Location identification entries

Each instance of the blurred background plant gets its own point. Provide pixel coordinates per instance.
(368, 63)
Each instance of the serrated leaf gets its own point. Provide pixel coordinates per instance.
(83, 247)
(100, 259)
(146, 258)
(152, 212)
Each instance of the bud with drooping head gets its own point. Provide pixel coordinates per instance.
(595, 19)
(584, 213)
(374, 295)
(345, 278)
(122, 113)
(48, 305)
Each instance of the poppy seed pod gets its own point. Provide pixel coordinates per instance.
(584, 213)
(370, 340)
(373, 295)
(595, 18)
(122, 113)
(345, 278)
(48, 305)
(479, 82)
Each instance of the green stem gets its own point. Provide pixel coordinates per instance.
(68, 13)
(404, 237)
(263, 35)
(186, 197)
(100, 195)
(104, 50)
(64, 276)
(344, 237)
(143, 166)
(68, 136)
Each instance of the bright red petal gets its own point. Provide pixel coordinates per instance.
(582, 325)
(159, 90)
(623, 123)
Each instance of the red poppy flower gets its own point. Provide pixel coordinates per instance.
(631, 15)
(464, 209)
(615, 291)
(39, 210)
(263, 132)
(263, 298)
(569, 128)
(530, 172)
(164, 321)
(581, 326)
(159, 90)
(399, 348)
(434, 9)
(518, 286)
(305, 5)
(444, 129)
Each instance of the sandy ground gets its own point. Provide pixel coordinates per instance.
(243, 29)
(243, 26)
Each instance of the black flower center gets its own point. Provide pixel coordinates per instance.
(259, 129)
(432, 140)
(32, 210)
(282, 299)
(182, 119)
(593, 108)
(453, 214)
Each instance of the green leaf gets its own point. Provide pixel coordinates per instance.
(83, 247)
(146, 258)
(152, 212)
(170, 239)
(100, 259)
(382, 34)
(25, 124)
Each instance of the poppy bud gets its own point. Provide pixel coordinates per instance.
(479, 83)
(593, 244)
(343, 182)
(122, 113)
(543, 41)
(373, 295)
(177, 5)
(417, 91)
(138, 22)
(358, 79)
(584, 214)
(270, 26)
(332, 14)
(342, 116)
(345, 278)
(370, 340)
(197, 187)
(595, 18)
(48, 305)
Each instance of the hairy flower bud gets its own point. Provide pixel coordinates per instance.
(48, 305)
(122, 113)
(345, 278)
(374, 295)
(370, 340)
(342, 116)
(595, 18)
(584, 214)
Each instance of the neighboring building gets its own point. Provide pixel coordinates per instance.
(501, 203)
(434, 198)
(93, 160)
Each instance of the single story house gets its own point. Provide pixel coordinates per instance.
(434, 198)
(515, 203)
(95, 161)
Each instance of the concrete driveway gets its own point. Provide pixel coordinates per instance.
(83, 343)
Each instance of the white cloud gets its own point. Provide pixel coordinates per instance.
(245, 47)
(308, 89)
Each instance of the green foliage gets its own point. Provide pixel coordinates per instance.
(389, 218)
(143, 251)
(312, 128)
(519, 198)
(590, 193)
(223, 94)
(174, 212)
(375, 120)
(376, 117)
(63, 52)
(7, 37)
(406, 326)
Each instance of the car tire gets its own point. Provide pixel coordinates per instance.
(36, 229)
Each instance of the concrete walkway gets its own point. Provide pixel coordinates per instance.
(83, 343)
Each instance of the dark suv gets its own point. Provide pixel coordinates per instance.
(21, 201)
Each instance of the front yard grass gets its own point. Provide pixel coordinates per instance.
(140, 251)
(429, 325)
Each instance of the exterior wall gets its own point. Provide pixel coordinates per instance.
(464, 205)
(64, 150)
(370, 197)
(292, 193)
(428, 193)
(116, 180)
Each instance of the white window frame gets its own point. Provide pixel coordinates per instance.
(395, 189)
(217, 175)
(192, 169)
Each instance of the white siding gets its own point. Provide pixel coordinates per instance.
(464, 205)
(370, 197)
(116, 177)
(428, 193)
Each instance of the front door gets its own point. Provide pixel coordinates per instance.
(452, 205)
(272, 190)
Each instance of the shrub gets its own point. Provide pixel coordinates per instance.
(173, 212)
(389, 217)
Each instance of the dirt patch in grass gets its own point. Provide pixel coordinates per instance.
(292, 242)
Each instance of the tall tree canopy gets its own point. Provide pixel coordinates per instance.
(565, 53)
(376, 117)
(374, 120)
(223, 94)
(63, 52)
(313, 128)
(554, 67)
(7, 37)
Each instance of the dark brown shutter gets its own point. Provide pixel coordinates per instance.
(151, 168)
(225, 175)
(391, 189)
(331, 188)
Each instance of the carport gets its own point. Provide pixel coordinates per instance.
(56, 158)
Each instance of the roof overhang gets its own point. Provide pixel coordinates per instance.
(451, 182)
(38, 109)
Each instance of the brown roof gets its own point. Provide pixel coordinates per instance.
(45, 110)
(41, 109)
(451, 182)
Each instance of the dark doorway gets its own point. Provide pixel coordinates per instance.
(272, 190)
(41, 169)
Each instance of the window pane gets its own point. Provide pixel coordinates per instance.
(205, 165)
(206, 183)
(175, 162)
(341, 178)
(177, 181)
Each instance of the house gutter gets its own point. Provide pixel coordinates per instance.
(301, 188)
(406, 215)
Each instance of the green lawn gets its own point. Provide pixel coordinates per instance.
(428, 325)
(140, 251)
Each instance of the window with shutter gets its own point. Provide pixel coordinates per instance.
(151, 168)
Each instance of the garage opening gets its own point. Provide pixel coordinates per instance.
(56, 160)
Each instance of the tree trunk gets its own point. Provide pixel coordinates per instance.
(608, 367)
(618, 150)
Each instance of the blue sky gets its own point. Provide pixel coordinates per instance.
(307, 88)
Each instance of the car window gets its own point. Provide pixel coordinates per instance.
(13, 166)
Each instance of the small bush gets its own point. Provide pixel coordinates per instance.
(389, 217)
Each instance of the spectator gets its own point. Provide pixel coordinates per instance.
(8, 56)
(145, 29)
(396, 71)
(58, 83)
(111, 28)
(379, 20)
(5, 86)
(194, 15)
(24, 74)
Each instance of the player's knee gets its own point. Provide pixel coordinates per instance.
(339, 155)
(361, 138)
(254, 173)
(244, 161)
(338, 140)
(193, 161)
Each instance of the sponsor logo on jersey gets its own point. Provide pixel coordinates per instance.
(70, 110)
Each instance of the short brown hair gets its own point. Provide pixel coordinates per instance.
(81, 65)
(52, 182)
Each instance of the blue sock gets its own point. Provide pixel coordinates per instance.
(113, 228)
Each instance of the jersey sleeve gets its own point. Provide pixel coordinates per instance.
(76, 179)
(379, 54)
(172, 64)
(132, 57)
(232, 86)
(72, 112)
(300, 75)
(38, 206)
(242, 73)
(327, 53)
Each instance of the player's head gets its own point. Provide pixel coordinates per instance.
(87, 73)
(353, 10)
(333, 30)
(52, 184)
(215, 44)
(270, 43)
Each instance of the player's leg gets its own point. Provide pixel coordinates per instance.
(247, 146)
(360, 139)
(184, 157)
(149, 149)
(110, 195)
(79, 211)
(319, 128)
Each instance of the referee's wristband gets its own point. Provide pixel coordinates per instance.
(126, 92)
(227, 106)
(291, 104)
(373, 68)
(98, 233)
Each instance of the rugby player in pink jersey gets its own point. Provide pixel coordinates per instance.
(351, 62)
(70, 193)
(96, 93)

■ Work to be completed ■
Copy every line of the records above word for word, with no changes.

■ Response ■
Each instance of the blurred background plant gets its own point. Provide pixel coordinates per instance.
(368, 63)
Each instance of the serrated leaf gets its own point. Provide pixel coordinates per instance.
(83, 247)
(100, 259)
(146, 258)
(152, 212)
Each instance of the bud with drooping head gets its own point. Provide pixel coordinates per instance.
(595, 19)
(584, 213)
(374, 295)
(345, 278)
(122, 113)
(48, 305)
Each instance of the poppy seed pod gets its own point. Provide pixel coordinates per instance.
(584, 213)
(370, 340)
(373, 295)
(595, 18)
(122, 113)
(345, 278)
(48, 305)
(479, 82)
Each instance of the green stem gets its own point. Provide pixel coordinates per instance.
(68, 13)
(404, 237)
(263, 35)
(186, 197)
(100, 195)
(104, 50)
(64, 276)
(344, 237)
(143, 166)
(68, 136)
Each instance of the bright red petal gets its own point. Provide pixel coordinates per instance.
(582, 325)
(159, 90)
(623, 123)
Each instance of the red poppy flower gets its own point. Provide pixel coordinates per instance.
(631, 15)
(464, 209)
(615, 291)
(39, 210)
(263, 132)
(263, 298)
(569, 128)
(530, 172)
(164, 321)
(581, 326)
(159, 90)
(399, 348)
(434, 9)
(518, 286)
(305, 5)
(444, 129)
Each instance of the sandy ground gets its own point. Provide pixel coordinates per instance.
(243, 29)
(243, 26)
Each instance of the black flower center gets its own point. Provide pixel coordinates per instance.
(259, 129)
(432, 140)
(32, 210)
(282, 299)
(182, 119)
(593, 108)
(453, 214)
Each instance of the green leaf gets its own point. Provide pixel coordinates per instance.
(83, 247)
(146, 258)
(152, 212)
(170, 239)
(100, 259)
(382, 34)
(25, 124)
Each instance of the poppy bud gets its own point. Provide pixel coordinates per instance.
(479, 83)
(593, 244)
(343, 182)
(122, 113)
(543, 41)
(373, 295)
(177, 5)
(417, 91)
(138, 22)
(358, 79)
(584, 214)
(270, 26)
(332, 14)
(342, 116)
(345, 278)
(370, 340)
(197, 187)
(595, 18)
(48, 305)
Each instance of the hairy flower bud gets its own point. Provide pixel coordinates per instance.
(48, 305)
(122, 113)
(345, 278)
(374, 295)
(370, 340)
(342, 116)
(595, 18)
(584, 214)
Each instance of the neighboring building gets its own point. Provide pixel coordinates per instance.
(501, 203)
(434, 198)
(93, 160)
Each instance of the single story house gets its own point. Provide pixel coordinates per instance.
(434, 198)
(515, 203)
(95, 161)
Each instance of the concrete driveway gets its own point. Provide pixel coordinates per instance.
(83, 343)
Each instance of the white cloud gets its own point. Provide pixel coordinates per instance.
(245, 47)
(308, 89)
Each instance of the green foliage gets its own point. Provide pixel coordinates per instance.
(389, 218)
(143, 251)
(312, 128)
(519, 198)
(590, 193)
(223, 94)
(174, 212)
(375, 120)
(376, 117)
(63, 52)
(7, 37)
(406, 326)
Each instance of the car tire gets its own point. Provide pixel coordinates per instance.
(36, 229)
Each instance of the concrete walkway gets its own point. Provide pixel coordinates per instance.
(83, 343)
Each instance of the dark suv gets its own point. Provide pixel coordinates per instance.
(21, 201)
Each instance of the front yard grass gets its own point. Provide pixel coordinates per instance.
(140, 251)
(429, 325)
Each instance of the exterior wall gets its own point. Provide pixel coordinates per instance.
(464, 205)
(64, 150)
(370, 197)
(292, 193)
(428, 193)
(116, 180)
Each instance of the white window frame gets its own point. Provide pixel coordinates per instance.
(395, 189)
(217, 175)
(192, 169)
Each instance of the white siding gets its own point. Provide pixel coordinates per instance.
(464, 205)
(370, 197)
(116, 177)
(428, 193)
Each instance of the front door gets its own point. Provide pixel coordinates per instance.
(452, 205)
(272, 190)
Each instance of the shrub gets its own point. Provide pixel coordinates per instance.
(173, 212)
(389, 217)
Each instance of the dirt patch in grass gets its own point. Provide pixel coordinates per instance.
(292, 242)
Each instance of the tall tree canopy gets its own point. Provide pixel coordinates per instance.
(565, 53)
(376, 117)
(374, 120)
(223, 94)
(63, 52)
(313, 128)
(554, 67)
(7, 37)
Each instance of the dark brown shutter gets its own point. Provide pixel coordinates per instance.
(151, 168)
(225, 175)
(391, 189)
(331, 188)
Each instance of the carport gets its own point. Provide pixel coordinates per instance.
(56, 158)
Each instance of the roof overhang gets its own point. Provide pixel coordinates per instance.
(451, 182)
(38, 109)
Each instance of the brown roof gets its own point. Provide pixel coordinates per instance.
(45, 110)
(41, 109)
(451, 182)
Each instance of the dark doorway gets its own point. Provide pixel coordinates per instance.
(272, 190)
(41, 169)
Each instance of the window pane gets its own point. Provide pixel coordinates per instance.
(205, 165)
(206, 183)
(175, 162)
(341, 178)
(177, 181)
Each instance of the house gutter gets its own point. Provide pixel coordinates per instance.
(301, 188)
(406, 215)
Each instance of the green lawn gets its own point. Provide pixel coordinates per instance.
(428, 325)
(140, 251)
Each instance of the window with shutter gets its own point. Provide pixel coordinates per instance.
(151, 168)
Each instance of the garage opening gets its own point. Provide pixel coordinates per instance.
(56, 160)
Each instance of the tree trunk gets its own point. Provide pixel coordinates per instance.
(608, 367)
(618, 150)
Each instance of the blue sky gets its own point. Provide pixel coordinates per instance.
(307, 88)
Each instance of the car window gets its own point. Provide pixel coordinates per instance.
(13, 166)
Each instance of the small bush gets its own point. Provide pixel coordinates per instance.
(389, 217)
Each instance of the spectator gets its own point. Provide pixel coordinates per instance.
(8, 56)
(145, 29)
(396, 71)
(58, 83)
(111, 28)
(379, 20)
(5, 86)
(194, 15)
(24, 74)
Each instance of the player's knee gets its own point. Provide pixel coordinates per instance.
(339, 155)
(361, 138)
(254, 173)
(244, 161)
(338, 140)
(193, 161)
Each instance of the sponsor logo on jersey gets its own point. Provide pixel coordinates per instance.
(70, 110)
Each instance of the short brown hair gets its own point. Provide pixel coordinates per instance.
(81, 65)
(52, 182)
Each instance of the blue sock gets its own point. Provide pixel coordinates per instance.
(113, 228)
Each instance of the jersey sleeve gets its own point. Provide pixel coordinates per instance.
(76, 179)
(379, 54)
(172, 64)
(132, 57)
(232, 86)
(72, 112)
(300, 75)
(38, 206)
(242, 73)
(327, 53)
Each instance of the player's head gets its own point. Provide pixel coordinates per instance.
(87, 73)
(353, 10)
(333, 30)
(52, 184)
(215, 44)
(270, 43)
Each instance of the player's leg gets its own point. Provide pixel coordinates per instance.
(247, 146)
(360, 139)
(184, 157)
(149, 149)
(110, 195)
(79, 211)
(319, 128)
Each instance of the referee's wristband gets its own point. Provide pixel coordinates per instance.
(126, 92)
(227, 106)
(291, 104)
(373, 68)
(98, 233)
Each instance of the rugby player in pink jersey gets its own point. Provide pixel coordinates per instance.
(351, 62)
(70, 193)
(96, 93)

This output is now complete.